**EXERCISE GOAL**
A word-for-word copy of the whole listing is the required answer.
*** MATERIAL SUPPLIED ***
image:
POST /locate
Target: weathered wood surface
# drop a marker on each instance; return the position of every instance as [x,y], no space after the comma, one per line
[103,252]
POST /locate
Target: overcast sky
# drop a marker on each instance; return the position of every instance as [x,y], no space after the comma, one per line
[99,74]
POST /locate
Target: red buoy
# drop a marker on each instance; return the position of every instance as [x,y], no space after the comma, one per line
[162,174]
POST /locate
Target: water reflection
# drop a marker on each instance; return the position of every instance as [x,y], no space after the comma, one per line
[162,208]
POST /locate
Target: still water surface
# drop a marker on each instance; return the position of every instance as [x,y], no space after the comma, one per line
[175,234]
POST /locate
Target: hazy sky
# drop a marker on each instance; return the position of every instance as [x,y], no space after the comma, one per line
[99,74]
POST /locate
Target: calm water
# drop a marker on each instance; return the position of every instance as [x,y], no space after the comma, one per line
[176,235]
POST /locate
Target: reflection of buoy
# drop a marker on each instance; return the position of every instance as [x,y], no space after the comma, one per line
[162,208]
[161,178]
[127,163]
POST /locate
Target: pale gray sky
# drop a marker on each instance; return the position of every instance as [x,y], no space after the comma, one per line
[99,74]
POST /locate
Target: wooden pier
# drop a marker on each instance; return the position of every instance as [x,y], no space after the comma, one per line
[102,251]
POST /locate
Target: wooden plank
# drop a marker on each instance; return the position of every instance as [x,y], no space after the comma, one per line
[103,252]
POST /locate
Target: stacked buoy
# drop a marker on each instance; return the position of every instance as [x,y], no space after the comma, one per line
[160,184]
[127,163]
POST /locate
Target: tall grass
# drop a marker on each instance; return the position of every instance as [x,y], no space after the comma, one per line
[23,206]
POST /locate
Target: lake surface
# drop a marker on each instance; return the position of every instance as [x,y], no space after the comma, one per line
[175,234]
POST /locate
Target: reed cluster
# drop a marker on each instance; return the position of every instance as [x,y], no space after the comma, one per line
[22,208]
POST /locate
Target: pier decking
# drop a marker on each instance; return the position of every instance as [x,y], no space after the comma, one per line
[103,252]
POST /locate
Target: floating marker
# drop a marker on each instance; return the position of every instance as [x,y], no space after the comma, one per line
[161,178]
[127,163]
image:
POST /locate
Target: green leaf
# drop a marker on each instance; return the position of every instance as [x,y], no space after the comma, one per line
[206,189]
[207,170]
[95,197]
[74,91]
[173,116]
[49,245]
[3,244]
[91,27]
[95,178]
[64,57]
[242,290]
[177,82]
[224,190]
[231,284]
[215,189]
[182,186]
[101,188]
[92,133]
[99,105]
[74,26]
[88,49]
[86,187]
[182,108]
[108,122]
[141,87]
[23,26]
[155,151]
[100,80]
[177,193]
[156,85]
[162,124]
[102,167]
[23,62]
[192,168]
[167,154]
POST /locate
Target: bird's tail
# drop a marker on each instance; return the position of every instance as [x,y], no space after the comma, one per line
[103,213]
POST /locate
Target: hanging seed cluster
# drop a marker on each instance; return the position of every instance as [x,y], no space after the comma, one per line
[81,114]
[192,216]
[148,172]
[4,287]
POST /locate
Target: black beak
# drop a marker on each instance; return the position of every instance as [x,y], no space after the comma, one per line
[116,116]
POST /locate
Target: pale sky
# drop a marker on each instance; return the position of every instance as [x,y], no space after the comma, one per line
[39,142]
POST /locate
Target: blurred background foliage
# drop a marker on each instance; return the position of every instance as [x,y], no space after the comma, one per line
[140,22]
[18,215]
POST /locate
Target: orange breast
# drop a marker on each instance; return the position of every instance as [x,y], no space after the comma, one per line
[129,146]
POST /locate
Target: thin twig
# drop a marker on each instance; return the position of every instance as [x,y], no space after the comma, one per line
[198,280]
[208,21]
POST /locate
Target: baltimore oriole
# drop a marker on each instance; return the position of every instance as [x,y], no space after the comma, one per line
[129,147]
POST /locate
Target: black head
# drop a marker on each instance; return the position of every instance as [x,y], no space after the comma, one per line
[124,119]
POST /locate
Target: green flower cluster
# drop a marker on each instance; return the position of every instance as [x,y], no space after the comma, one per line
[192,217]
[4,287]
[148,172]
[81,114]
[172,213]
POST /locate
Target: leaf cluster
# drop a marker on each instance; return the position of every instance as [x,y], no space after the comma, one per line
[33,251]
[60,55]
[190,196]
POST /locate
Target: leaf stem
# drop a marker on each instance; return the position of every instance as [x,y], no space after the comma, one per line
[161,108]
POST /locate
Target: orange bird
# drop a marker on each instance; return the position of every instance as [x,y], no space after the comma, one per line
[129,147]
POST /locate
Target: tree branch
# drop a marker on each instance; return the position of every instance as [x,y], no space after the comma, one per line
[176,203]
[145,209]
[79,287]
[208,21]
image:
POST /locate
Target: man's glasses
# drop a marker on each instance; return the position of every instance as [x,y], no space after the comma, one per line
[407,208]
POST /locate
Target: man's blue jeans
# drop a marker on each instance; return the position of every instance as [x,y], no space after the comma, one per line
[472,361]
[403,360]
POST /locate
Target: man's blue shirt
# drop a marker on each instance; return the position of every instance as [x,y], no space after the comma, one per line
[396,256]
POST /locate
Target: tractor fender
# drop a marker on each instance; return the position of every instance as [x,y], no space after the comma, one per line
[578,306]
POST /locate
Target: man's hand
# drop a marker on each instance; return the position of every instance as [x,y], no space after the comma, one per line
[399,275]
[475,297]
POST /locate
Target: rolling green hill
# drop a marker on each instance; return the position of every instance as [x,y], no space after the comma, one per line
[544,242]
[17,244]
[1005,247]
*** End of MATERIAL SUPPLIED ***
**RESPONSE TO THIS TASK**
image:
POST /locate
Target: weathered wood surface
# drop a marker on each instance; return the position of every instance as [x,y], no space after the comma, one per line
[103,252]
POST /locate
Target: overcast sky
# drop a marker on each instance; return the position of every instance as [x,y], no space after the comma, one per line
[99,74]
POST /locate
Target: red buoy
# drop a marker on each instance; return the position of every instance as [x,y], no space after the comma, one per line
[162,174]
POST /locate
Target: water reflection
# drop a marker on each instance; return the position of every instance as [x,y], no space after the comma, one per line
[162,208]
POST /locate
Target: still water surface
# drop a marker on each instance; return the position of every instance as [x,y], no space after the comma, one per line
[175,234]
POST /locate
Target: hazy sky
# drop a marker on each instance; return the position of every instance as [x,y], no space after the comma, one per line
[99,74]
POST /locate
Target: calm water
# drop a marker on each instance; return the position of every instance as [x,y], no space after the comma, one per line
[176,235]
POST /locate
Target: reflection of buoy
# drop a marker on each instance; return the position of every instance as [x,y], no space after the comma, one per line
[162,208]
[161,178]
[127,163]
POST /locate
Target: pale gray sky
# drop a marker on each instance; return the position of every instance as [x,y], no space after the comma, one per line
[99,74]
POST /locate
Target: wooden pier
# drop a marker on each instance; return the position of every instance as [x,y], no space after the comma, one per line
[102,251]
POST /locate
Target: wooden plank
# drop a marker on each instance; return the position of every instance as [x,y], no space after the comma, one per line
[103,252]
POST /locate
Target: stacked buoy
# drop a marker on each instance; return the position of every instance as [x,y], no space after the comma, one per line
[160,184]
[127,163]
POST /locate
Target: tall grass
# drop a marker on each instance; return the position of every instance as [x,y], no space after the comma, one per line
[23,206]
POST /locate
Target: lake surface
# drop a marker on each instance; return the position of every instance as [x,y], no space after the comma, one per line
[175,234]
POST /locate
Target: reed cluster
# drop a marker on each instance; return the position of every instance as [x,y], no space after the comma, one per line
[22,208]
POST /locate
Target: pier decking
# drop a marker on each instance; return the position of every instance as [x,y], no space after the comma, one per line
[103,252]
POST /locate
Target: floating marker
# drop a marker on each instance; return the position of every instance as [x,y], no space after the comma, one per line
[161,178]
[127,163]
image:
POST /locate
Target: green leaf
# drop a marker on each instance; return the position of every instance as [x,y], no space after the comma, one per line
[206,189]
[207,170]
[95,197]
[74,91]
[173,116]
[49,245]
[3,244]
[91,27]
[95,178]
[64,57]
[242,290]
[177,82]
[224,190]
[231,284]
[215,189]
[182,186]
[101,188]
[92,133]
[99,105]
[74,26]
[88,49]
[86,187]
[182,108]
[108,122]
[141,87]
[23,26]
[155,151]
[100,80]
[177,193]
[156,85]
[162,124]
[102,167]
[23,62]
[192,168]
[167,154]
POST /locate
Target: bird's tail
# drop a marker on each instance; return the position of every instance as [x,y], no space after the comma, one per line
[103,213]
POST /locate
Target: hanging seed cluster
# drop a marker on each instance; return the position of every instance as [x,y], no space after the comma, one per line
[81,114]
[192,216]
[148,172]
[4,287]
POST /locate
Target: black beak
# drop a marker on each instance; return the position of every instance as [x,y], no space after the comma, one per line
[116,116]
POST /locate
Target: pale sky
# drop a marker on each instance; return the position of every instance as [x,y], no space after the comma, one per line
[39,142]
POST /locate
Target: blurred background foliage
# drop a marker on each instance; return the position of every instance as [x,y], no space after the comma, one per line
[140,22]
[18,215]
POST /locate
Target: orange breast
# drop a marker on each instance; return the position of every instance as [x,y], no space after the comma, one per line
[129,146]
POST /locate
Target: thin twig
# drop a marker on each instance; return the position of every instance as [x,y], no space after the comma, one per line
[198,280]
[208,21]
POST /locate
Target: baltimore oriole
# drop a marker on each instance; return the position of every instance as [x,y], no space after the comma, one per line
[129,147]
POST /locate
Target: black head
# drop a marker on each instance; return the position of every instance as [x,y], no space after the comma, one per line
[124,119]
POST /locate
Target: green flower cluster
# drop a marker on each instance; return the position of every instance as [x,y], no space after the comma, one per line
[192,217]
[4,287]
[148,172]
[81,114]
[172,213]
POST /locate
Target: leaf cluster
# drop a marker on each instance; return the position of every instance as [x,y], no space after the comma, one per line
[33,251]
[60,55]
[190,196]
POST /locate
Target: leaf stem
# drop a marker on each instance; return the position of every instance as [x,y], no space after the comma, one per line
[161,108]
POST /locate
Target: orange bird
# drop a marker on each instance; return the position of every instance as [x,y], no space after the comma, one per line
[129,147]
POST /locate
Target: tree branch
# drop a marker on each instance; return the position of every instance as [x,y], no space after the comma, one per line
[176,203]
[145,209]
[79,287]
[208,21]
image:
POST /locate
Target: man's glasses
# drop a marker on each instance; return the position of every instance as [x,y], no space after the comma, one per line
[407,208]
POST /locate
Target: man's blue jeans
# drop a marker on each instance; return the position of every instance as [x,y], no space after the comma, one per line
[472,361]
[403,360]
POST /locate
Target: man's blue shirt
# drop a marker on each instance; return the position of every instance as [x,y], no space after the comma, one per line
[396,256]
POST /locate
Target: tractor fender
# drop a marker on each instance; return the position of every instance as [x,y], no space after the comma, one per line
[578,306]
POST /locate
Target: man's hand
# drop a marker on each instance; return the position of every instance as [x,y], no space after the comma, one per line
[399,275]
[475,297]
POST /locate
Target: rolling green hill
# drop a marker on each instance; return the position of every instance as [x,y], no space after the comma, one per line
[544,242]
[17,244]
[1005,247]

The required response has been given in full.